**Exercise description:**
Could you set down all of the data again, exactly as it stands?

**Supplied information:**
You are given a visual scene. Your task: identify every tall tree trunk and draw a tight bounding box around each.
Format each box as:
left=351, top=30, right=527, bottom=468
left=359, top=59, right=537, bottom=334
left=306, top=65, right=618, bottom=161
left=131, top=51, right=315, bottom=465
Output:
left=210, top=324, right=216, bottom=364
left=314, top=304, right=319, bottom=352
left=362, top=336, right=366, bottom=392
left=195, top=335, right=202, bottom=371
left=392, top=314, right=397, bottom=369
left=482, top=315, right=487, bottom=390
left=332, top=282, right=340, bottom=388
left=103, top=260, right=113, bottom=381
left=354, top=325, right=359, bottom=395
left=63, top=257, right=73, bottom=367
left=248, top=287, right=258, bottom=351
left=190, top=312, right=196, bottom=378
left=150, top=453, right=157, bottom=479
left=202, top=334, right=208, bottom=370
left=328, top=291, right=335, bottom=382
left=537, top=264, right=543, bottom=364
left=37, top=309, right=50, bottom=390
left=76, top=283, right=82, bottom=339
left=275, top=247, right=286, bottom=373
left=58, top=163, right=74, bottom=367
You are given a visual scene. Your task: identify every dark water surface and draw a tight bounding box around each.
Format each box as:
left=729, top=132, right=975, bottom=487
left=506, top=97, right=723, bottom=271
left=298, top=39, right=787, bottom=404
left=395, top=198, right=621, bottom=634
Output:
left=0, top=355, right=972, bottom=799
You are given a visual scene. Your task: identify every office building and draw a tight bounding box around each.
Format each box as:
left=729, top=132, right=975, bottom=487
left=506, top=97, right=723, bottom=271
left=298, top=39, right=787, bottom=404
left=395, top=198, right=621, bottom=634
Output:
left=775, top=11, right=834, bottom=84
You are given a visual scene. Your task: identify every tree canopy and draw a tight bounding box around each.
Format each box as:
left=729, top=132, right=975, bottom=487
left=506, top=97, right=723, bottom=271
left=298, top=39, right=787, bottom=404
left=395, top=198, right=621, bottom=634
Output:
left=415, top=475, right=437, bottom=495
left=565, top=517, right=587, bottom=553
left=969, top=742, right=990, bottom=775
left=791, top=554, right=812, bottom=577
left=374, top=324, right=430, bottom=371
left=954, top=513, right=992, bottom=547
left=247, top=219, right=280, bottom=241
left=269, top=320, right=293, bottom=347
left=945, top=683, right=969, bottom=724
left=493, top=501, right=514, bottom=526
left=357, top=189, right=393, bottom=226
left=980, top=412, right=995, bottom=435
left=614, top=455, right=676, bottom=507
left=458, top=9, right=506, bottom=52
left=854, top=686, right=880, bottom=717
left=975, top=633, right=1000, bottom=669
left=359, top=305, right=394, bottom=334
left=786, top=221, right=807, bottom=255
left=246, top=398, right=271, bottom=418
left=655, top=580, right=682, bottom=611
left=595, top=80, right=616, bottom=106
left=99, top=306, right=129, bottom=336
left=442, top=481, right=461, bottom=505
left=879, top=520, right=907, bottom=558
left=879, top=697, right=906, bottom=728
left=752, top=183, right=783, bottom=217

**Expected answer:**
You are given a visual scene. Your task: identify every tall tree trunk and draw a tight bounding box around each.
Format each box as:
left=351, top=30, right=527, bottom=468
left=359, top=59, right=537, bottom=334
left=306, top=65, right=618, bottom=161
left=131, top=51, right=315, bottom=465
Output:
left=210, top=324, right=216, bottom=364
left=314, top=304, right=319, bottom=352
left=362, top=336, right=366, bottom=392
left=195, top=335, right=202, bottom=371
left=392, top=314, right=397, bottom=369
left=482, top=315, right=487, bottom=390
left=332, top=282, right=340, bottom=388
left=103, top=260, right=113, bottom=381
left=354, top=325, right=359, bottom=395
left=63, top=257, right=73, bottom=367
left=248, top=287, right=258, bottom=351
left=190, top=312, right=196, bottom=378
left=150, top=453, right=157, bottom=479
left=202, top=334, right=208, bottom=370
left=328, top=291, right=335, bottom=382
left=537, top=264, right=543, bottom=364
left=37, top=309, right=50, bottom=390
left=76, top=283, right=82, bottom=339
left=275, top=247, right=286, bottom=373
left=58, top=163, right=74, bottom=367
You are given a visual scene. Your task: identify every dark water surface and draw a tight bounding box around each.
Format each box as:
left=729, top=132, right=975, bottom=487
left=506, top=97, right=723, bottom=271
left=298, top=39, right=787, bottom=404
left=395, top=198, right=621, bottom=634
Output:
left=0, top=355, right=972, bottom=799
You are given a visual scene. Your task: identify every office building and draw a tight bounding box around each.
Format each box as:
left=729, top=132, right=975, bottom=487
left=506, top=97, right=723, bottom=271
left=298, top=39, right=787, bottom=404
left=395, top=198, right=621, bottom=634
Output:
left=775, top=11, right=834, bottom=84
You are given a visual scene. Your task: identify every tree canopy and draw a tight bounding box around each.
Format each box as:
left=729, top=132, right=975, bottom=487
left=506, top=97, right=723, bottom=271
left=298, top=39, right=787, bottom=404
left=395, top=198, right=621, bottom=634
Output:
left=415, top=475, right=437, bottom=495
left=565, top=517, right=587, bottom=553
left=969, top=742, right=990, bottom=775
left=791, top=554, right=812, bottom=577
left=374, top=324, right=430, bottom=371
left=954, top=513, right=992, bottom=547
left=247, top=219, right=280, bottom=241
left=269, top=320, right=293, bottom=347
left=945, top=683, right=969, bottom=724
left=493, top=501, right=514, bottom=526
left=357, top=189, right=393, bottom=226
left=980, top=412, right=995, bottom=435
left=614, top=455, right=676, bottom=507
left=458, top=9, right=506, bottom=52
left=854, top=686, right=880, bottom=717
left=975, top=633, right=1000, bottom=669
left=359, top=305, right=394, bottom=334
left=786, top=221, right=807, bottom=255
left=246, top=398, right=271, bottom=418
left=655, top=580, right=682, bottom=611
left=595, top=80, right=616, bottom=106
left=99, top=306, right=129, bottom=336
left=442, top=481, right=461, bottom=505
left=879, top=520, right=907, bottom=558
left=879, top=697, right=906, bottom=728
left=752, top=183, right=783, bottom=217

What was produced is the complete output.